Two companies run by their founders for the last 30 years recently had to replace their CEO’s. Both were forced to make these changes in response to a death and a dramatic decline in shareholder value. In comparing how each of these companies handled the succession planning at the very top of the business we can learn some valuable lessons.
Faced with rapidly declining share price, lower market share, aggressive competition and shareholder demands both Lazaridis and Balsillie stepped aside in January of 2012 and put their handpicked replacement Thorsten Heins in charge of turning around the fortunes of one of the biggest technology companies in Canada. (In 2007 RIM had a larger market cap than RBC.) This left many business analysts scratching their heads and trying to figure out just who was Thorsten Heins. Hired by RIM in 2007 from Siemens, Heins had three short senior operating positions in RIM’s handheld, product engineering and sales / business development divisions before being appointed as CEO.
Knowing that their founder had serious health problems, it was clear to everyone, even my son who is a shareholder, that Tim Cook would eventually take over the company when Steve Jobs stepped down from his role as CEO. So to no one’s surprize when Mr. Jobs passed away in 2011, Mr. Cook seamlessly transitioned into the role as CEO of Apple. Hired by Apple in 1998 Mr. Cook is credited with restructuring Apple’s approach to manufacturing and was promoted to the position of COO in 2007. He also was given the CEO position during Mr. Jobs’ medical leaves during the first decade of this century.
Mr. Cook had nine years with the company to make significant contributions to the business success before being promoted to COO in 2007. He also had a chance to step into the role as CEO for brief periods before taking on the role on a full time basis. Mr. Cook’s transition to the top position was accepted both by Apple personnel and the industry analysts that watch the company, and had limited to no effect on the Top Leaders within the organization or the company’s share price.
Succession planning requires organizations to identify their top talent early in their careers and give those individuals the assignments and projects that, when delivered, will make them promotable when the opportunity arises. I bet you that the Board at Apple already is working on who will succeed Mr. Cook and RIM will begin the search for their next CEO if Thorsten cannot execute the turnaround that is required. Who do you think did the best job of planning to succeed in the future?

» **MATERIAL PROVIDED**
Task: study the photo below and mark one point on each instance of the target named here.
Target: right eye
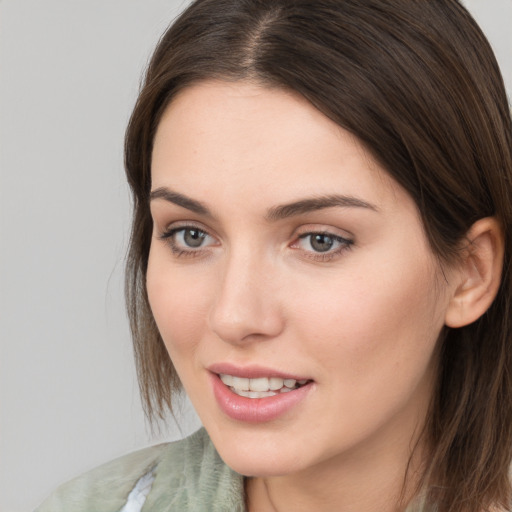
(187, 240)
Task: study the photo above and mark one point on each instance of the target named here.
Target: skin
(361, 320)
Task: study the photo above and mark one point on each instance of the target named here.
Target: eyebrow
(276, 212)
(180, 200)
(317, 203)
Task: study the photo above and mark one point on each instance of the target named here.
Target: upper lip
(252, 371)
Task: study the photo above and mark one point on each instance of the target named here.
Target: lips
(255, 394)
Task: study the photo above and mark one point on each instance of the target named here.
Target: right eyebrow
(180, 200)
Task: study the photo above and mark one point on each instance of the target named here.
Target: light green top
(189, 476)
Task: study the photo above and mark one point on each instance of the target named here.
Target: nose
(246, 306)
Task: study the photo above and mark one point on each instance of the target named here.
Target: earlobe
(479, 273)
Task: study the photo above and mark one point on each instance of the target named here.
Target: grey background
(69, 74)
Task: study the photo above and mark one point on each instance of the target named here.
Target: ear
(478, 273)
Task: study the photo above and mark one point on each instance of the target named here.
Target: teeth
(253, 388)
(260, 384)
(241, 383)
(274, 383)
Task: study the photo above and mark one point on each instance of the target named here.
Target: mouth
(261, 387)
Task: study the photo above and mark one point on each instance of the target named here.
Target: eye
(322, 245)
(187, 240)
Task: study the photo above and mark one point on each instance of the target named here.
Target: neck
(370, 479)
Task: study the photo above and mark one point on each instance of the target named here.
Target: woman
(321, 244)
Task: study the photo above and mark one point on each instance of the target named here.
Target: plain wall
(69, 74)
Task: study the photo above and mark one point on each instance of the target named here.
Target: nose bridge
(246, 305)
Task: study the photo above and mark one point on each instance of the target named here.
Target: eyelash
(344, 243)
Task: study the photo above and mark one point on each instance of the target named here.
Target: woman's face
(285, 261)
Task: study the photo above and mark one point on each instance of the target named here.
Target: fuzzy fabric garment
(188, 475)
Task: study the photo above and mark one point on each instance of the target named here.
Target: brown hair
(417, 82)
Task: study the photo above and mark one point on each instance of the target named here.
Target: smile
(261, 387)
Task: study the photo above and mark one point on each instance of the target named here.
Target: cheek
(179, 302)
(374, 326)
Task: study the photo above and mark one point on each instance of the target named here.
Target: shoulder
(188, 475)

--

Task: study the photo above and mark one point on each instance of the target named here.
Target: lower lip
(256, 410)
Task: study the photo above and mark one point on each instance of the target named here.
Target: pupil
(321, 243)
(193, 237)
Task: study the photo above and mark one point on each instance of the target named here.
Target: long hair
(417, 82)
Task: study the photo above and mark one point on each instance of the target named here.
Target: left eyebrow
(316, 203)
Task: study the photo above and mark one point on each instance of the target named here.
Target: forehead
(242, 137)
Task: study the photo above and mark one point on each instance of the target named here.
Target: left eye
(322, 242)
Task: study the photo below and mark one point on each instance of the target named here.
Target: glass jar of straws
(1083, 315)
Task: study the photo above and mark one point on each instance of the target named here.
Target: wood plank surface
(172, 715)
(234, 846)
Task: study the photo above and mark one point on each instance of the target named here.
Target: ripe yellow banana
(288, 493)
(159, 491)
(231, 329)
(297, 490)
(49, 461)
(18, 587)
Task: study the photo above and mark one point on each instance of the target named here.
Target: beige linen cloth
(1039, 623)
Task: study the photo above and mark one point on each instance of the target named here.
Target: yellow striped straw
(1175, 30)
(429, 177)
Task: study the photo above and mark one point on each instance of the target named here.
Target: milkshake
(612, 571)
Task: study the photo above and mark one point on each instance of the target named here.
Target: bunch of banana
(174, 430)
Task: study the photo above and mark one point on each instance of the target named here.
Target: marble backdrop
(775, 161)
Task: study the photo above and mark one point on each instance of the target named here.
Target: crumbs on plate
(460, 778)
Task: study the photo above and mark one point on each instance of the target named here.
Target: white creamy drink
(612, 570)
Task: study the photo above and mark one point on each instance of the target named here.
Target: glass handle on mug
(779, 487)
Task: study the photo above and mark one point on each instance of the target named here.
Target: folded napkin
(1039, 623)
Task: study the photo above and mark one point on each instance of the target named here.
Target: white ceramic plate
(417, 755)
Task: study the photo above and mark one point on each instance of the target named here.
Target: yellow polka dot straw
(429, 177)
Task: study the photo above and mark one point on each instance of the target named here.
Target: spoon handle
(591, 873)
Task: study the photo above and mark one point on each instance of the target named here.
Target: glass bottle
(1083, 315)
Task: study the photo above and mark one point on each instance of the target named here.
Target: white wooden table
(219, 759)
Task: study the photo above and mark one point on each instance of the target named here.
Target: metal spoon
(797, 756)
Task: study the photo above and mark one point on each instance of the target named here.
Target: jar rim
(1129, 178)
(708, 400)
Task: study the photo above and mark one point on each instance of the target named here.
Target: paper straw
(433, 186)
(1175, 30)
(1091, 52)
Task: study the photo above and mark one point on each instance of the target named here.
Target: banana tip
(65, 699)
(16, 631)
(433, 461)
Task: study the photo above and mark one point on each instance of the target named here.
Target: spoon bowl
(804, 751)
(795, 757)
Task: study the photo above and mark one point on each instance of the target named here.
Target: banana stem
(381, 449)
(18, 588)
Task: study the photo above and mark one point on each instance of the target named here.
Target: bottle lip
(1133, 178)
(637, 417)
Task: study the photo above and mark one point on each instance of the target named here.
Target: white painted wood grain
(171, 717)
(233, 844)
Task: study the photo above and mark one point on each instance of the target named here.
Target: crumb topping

...

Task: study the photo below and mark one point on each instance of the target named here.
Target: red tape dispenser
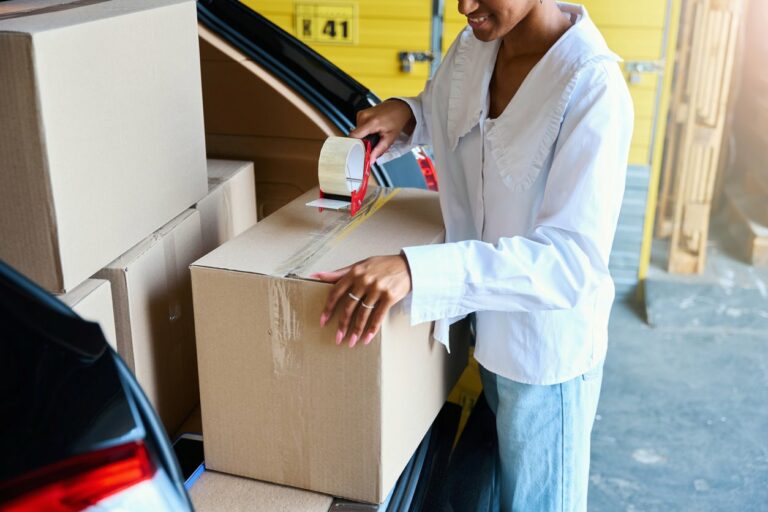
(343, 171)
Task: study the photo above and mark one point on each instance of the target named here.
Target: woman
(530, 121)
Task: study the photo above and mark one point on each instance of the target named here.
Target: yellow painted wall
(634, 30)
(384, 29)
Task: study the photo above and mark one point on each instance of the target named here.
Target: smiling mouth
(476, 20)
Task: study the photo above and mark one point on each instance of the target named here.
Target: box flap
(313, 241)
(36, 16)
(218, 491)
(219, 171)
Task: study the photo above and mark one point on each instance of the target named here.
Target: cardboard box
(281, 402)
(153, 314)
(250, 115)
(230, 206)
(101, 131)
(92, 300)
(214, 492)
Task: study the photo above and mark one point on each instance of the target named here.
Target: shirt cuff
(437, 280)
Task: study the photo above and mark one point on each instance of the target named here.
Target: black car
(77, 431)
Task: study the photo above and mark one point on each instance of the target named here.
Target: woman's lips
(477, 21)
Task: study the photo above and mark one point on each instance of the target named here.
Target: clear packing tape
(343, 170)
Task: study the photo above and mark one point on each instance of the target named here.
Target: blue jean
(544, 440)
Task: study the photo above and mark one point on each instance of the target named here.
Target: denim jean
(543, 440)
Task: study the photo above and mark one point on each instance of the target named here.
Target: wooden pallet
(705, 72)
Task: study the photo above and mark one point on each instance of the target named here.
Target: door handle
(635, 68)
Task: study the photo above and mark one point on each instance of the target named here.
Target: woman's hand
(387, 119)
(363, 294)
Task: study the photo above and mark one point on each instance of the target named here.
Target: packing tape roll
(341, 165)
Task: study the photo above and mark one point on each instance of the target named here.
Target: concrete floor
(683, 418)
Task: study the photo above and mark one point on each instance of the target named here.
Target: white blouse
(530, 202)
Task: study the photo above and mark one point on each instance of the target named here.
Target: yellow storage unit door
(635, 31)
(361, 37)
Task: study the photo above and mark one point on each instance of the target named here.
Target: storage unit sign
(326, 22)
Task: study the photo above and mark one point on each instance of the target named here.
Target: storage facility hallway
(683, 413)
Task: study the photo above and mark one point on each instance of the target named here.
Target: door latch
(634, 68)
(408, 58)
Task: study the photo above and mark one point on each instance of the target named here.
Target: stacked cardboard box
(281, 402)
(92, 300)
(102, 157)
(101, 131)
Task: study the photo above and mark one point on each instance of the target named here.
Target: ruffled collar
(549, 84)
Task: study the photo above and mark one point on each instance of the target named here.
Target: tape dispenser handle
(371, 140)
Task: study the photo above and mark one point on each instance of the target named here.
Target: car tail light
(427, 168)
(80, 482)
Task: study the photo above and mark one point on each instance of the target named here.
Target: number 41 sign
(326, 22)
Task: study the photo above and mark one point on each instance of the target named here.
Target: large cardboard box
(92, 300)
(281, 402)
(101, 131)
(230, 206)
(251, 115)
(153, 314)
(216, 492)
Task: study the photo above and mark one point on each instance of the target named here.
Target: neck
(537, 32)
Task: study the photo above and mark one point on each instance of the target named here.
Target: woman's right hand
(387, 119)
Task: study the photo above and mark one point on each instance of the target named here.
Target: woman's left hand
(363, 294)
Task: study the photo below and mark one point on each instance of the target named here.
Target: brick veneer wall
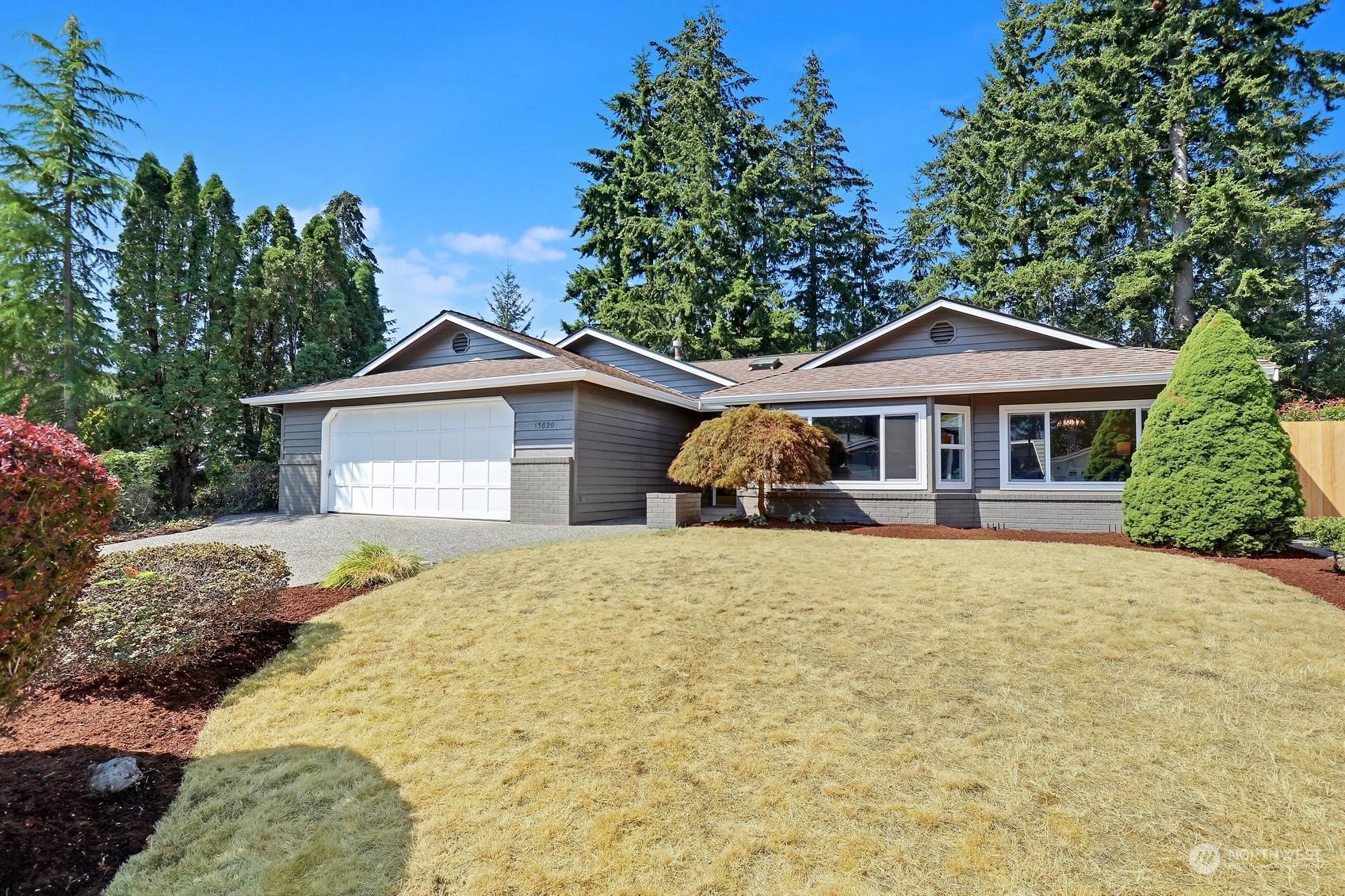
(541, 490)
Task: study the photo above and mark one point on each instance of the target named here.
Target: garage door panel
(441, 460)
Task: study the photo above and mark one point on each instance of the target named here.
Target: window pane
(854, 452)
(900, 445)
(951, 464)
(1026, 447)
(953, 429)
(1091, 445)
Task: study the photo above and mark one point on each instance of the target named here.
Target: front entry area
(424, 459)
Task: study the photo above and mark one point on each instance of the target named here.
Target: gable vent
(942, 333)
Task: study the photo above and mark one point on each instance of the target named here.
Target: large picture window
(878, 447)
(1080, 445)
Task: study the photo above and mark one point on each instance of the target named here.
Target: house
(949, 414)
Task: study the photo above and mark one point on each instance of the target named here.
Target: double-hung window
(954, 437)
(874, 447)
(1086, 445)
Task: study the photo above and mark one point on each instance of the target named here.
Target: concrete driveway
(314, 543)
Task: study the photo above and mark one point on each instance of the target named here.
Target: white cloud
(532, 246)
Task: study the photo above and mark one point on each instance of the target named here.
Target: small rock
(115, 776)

» **YOUR TASK**
Write out the part of the article on CEO succession that opens with the words containing "Mr. Cook had" and closes with "company’s share price.". The lines are separate material and aren't connected to the article on CEO succession.

» **FINISHED TASK**
Mr. Cook had nine years with the company to make significant contributions to the business success before being promoted to COO in 2007. He also had a chance to step into the role as CEO for brief periods before taking on the role on a full time basis. Mr. Cook’s transition to the top position was accepted both by Apple personnel and the industry analysts that watch the company, and had limited to no effect on the Top Leaders within the organization or the company’s share price.